Records from a collection:
---

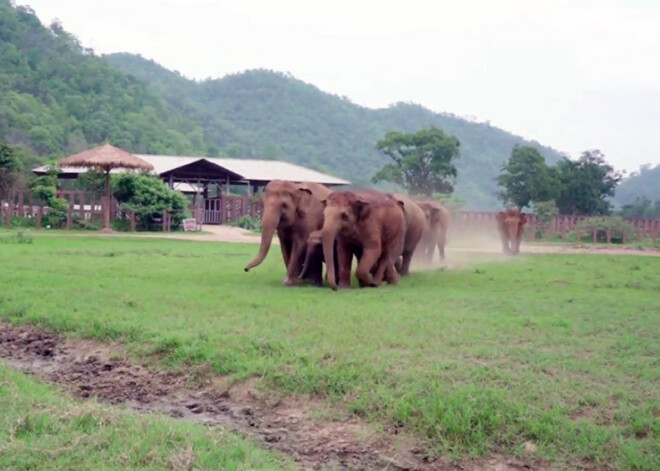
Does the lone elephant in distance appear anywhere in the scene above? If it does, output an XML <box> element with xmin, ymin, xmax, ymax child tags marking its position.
<box><xmin>417</xmin><ymin>200</ymin><xmax>451</xmax><ymax>263</ymax></box>
<box><xmin>495</xmin><ymin>208</ymin><xmax>528</xmax><ymax>255</ymax></box>
<box><xmin>245</xmin><ymin>180</ymin><xmax>331</xmax><ymax>286</ymax></box>
<box><xmin>321</xmin><ymin>190</ymin><xmax>406</xmax><ymax>290</ymax></box>
<box><xmin>391</xmin><ymin>193</ymin><xmax>428</xmax><ymax>276</ymax></box>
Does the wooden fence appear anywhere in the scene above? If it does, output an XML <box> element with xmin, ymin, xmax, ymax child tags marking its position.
<box><xmin>0</xmin><ymin>190</ymin><xmax>660</xmax><ymax>242</ymax></box>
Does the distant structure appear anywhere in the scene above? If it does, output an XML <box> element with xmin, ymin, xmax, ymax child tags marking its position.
<box><xmin>32</xmin><ymin>154</ymin><xmax>350</xmax><ymax>195</ymax></box>
<box><xmin>32</xmin><ymin>154</ymin><xmax>351</xmax><ymax>224</ymax></box>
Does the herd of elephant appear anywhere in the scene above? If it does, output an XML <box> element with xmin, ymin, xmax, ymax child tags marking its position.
<box><xmin>245</xmin><ymin>180</ymin><xmax>526</xmax><ymax>290</ymax></box>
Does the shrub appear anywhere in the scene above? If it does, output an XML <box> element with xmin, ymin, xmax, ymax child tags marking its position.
<box><xmin>227</xmin><ymin>216</ymin><xmax>262</xmax><ymax>232</ymax></box>
<box><xmin>578</xmin><ymin>217</ymin><xmax>635</xmax><ymax>244</ymax></box>
<box><xmin>112</xmin><ymin>173</ymin><xmax>189</xmax><ymax>230</ymax></box>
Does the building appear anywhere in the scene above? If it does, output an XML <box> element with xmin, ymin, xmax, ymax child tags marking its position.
<box><xmin>32</xmin><ymin>154</ymin><xmax>350</xmax><ymax>224</ymax></box>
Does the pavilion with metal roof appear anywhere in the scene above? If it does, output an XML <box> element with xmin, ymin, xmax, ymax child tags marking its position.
<box><xmin>32</xmin><ymin>154</ymin><xmax>350</xmax><ymax>194</ymax></box>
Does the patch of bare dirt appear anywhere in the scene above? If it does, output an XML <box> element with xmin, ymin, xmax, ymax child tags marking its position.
<box><xmin>0</xmin><ymin>324</ymin><xmax>550</xmax><ymax>471</ymax></box>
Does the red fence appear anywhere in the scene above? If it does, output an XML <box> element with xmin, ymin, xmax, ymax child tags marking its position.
<box><xmin>0</xmin><ymin>190</ymin><xmax>660</xmax><ymax>241</ymax></box>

---

Problem requirements: Duplicate the lines word for word, starting at the line that contains "Does the red" and continuing through the last line of the entries.

The reply:
Does the red fence appear anywhere in the scene above? If it does, output an XML <box> element with xmin, ymin, xmax, ymax child tags marking its position.
<box><xmin>0</xmin><ymin>190</ymin><xmax>660</xmax><ymax>241</ymax></box>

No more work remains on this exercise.